*Data extract*
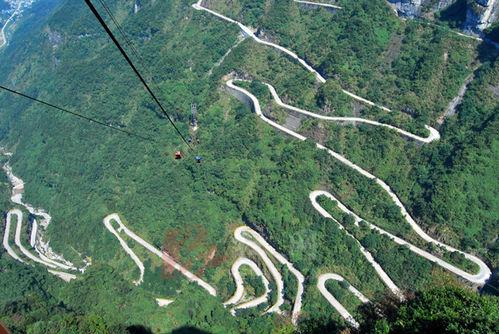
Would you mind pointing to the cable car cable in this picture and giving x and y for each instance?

==

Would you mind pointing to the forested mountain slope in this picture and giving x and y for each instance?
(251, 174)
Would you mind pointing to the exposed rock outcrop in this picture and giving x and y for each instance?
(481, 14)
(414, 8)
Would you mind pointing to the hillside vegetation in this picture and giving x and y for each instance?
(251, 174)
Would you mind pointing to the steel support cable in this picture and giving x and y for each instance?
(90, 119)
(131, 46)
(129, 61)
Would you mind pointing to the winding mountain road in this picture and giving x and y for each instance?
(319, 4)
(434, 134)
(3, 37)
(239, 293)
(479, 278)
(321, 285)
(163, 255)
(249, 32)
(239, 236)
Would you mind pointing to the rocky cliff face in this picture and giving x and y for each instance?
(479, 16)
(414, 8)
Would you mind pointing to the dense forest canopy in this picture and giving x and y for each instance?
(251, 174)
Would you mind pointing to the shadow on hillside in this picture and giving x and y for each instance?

---

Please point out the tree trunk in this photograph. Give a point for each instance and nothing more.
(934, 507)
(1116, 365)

*Action item*
Transcribe the records above from the line holding "Would you mind pointing to the winding" down to the line holding "Would you mind pointing to the shadow", inclusive, without adding anything.

*Answer for this exercise*
Would you mind pointing to the winding mountain road in this picture and giving x and y for each instance?
(319, 4)
(434, 134)
(3, 37)
(239, 293)
(479, 278)
(321, 285)
(163, 255)
(249, 32)
(239, 236)
Would you mind pointing to the rocky cliff face in this picture and giving x and y for each instance?
(479, 16)
(414, 8)
Would you mind pointing to the dense forest canopy in this picture and giving x and y for each instance?
(251, 174)
Would you mind pointing to the shadow on hillside in this picture and giving x and y for each instance?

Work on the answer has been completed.